- _WRITTEN INSTRUCTION_
Reproduce the following lines word for word, with the pictures left out.

- _MATERIAL FOR THIS TASK_
:::::

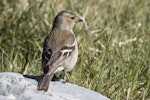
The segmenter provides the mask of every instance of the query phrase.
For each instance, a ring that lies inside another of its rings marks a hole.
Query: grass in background
[[[2,0],[0,72],[42,74],[43,42],[62,9],[85,16],[74,28],[79,59],[71,82],[113,100],[150,99],[148,0]]]

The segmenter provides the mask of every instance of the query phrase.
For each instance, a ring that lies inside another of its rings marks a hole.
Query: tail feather
[[[38,90],[47,91],[54,74],[46,74],[38,85]]]

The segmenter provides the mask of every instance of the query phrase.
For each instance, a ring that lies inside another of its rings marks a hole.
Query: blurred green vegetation
[[[1,0],[0,72],[41,75],[44,39],[65,9],[85,17],[71,82],[112,100],[150,99],[149,0]]]

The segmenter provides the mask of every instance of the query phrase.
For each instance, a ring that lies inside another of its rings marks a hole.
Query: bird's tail
[[[38,84],[38,90],[47,91],[49,88],[50,81],[52,80],[54,74],[45,74]]]

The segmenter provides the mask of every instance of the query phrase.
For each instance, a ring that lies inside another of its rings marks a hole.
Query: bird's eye
[[[71,19],[75,19],[75,17],[71,17]]]

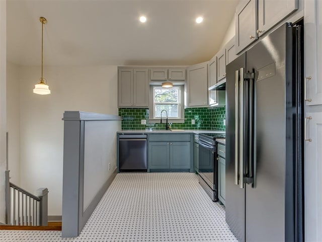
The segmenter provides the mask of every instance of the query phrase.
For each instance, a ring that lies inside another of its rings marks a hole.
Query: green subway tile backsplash
[[[184,124],[172,123],[171,128],[184,130],[216,130],[224,131],[225,126],[225,107],[197,107],[185,109]],[[154,130],[164,130],[165,124],[149,124],[149,110],[147,108],[119,108],[119,115],[122,116],[122,130],[145,130],[151,128]],[[146,125],[141,125],[141,119],[146,119]],[[195,119],[195,124],[191,124]]]

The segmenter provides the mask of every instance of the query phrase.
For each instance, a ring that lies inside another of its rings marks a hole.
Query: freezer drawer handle
[[[312,101],[311,98],[306,98],[306,80],[310,80],[312,79],[311,77],[306,77],[304,78],[304,100],[308,102]]]
[[[312,141],[312,139],[306,139],[306,120],[307,119],[312,119],[312,117],[305,117],[305,124],[304,124],[304,139],[305,139],[305,141],[309,141],[309,142],[311,142]]]

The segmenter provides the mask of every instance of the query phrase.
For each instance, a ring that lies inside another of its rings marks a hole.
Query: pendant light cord
[[[44,21],[41,21],[41,80],[43,81],[42,65],[43,62],[43,42],[44,42]]]

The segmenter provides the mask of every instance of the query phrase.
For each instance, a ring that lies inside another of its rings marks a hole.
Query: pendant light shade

:::::

- _FINAL RESULT_
The segmenter provides the mask of every instance of the query phrase.
For each instance, a ring that lies inside another of its rings marks a hole.
Query: grass in background
[[[2,0],[0,72],[42,74],[43,42],[62,9],[85,16],[74,28],[79,59],[71,82],[113,100],[150,99],[148,0]]]

The segmenter provides the mask of every instance of the query phrase.
For each instance, a ring that lies inside another of its rings marks a hole.
Query: tail feather
[[[38,90],[47,91],[54,74],[46,74],[38,85]]]

The segmenter provides the mask of every instance of the query phrase.
For each instance, a ring that lies inside another of its rings marks a hole.
Query: blurred green vegetation
[[[1,0],[0,72],[41,75],[44,39],[65,9],[85,17],[71,82],[112,100],[150,99],[149,0]]]

The segmenter provides the mask of every instance of the query phrase.
For each instance, a ring that lies inside another of its rings marks a hole.
Query: bird's tail
[[[38,84],[38,90],[47,91],[49,88],[50,81],[52,80],[54,74],[45,74]]]

The segmenter provides the mask of every instance of the query phrase.
For each instance, a ring that lies inside another of its rings marks a hole.
Query: bird's eye
[[[71,19],[75,19],[75,17],[71,17]]]

The segmenter provides the mask of every instance of the query phrase.
For each instance, a ring that lies inside another of its rings marks a hole.
Query: green subway tile backsplash
[[[184,124],[172,123],[171,128],[184,130],[216,130],[224,131],[225,126],[225,107],[197,107],[185,109]],[[154,130],[164,130],[165,124],[149,124],[149,110],[147,108],[119,108],[119,115],[122,116],[122,130],[145,130],[151,128]],[[146,125],[141,125],[141,119],[146,119]],[[195,119],[195,124],[191,124]]]

The segmenter provides the mask of every instance of the query phrase.
For each instance, a ring that lies inside another of its rings marks a hole.
Query: freezer drawer handle
[[[312,101],[311,98],[306,98],[306,80],[310,80],[312,79],[311,77],[306,77],[304,78],[304,100],[308,102]]]
[[[312,141],[312,139],[306,139],[306,120],[307,119],[312,119],[312,117],[305,117],[305,124],[304,124],[304,139],[305,139],[305,141],[309,141],[309,142],[311,142]]]

The segmenter provides the mask of every instance of the query phrase.
For each instance, a ring that lies inside another of its rings marks a hole.
Query: pendant light cord
[[[44,21],[41,21],[41,80],[43,81],[42,65],[43,62],[43,42],[44,42]]]

The segmenter provides the mask of every instance of the query phrase.
For each instance, a ring that lies inside another of its rings marks a hole.
Query: pendant light shade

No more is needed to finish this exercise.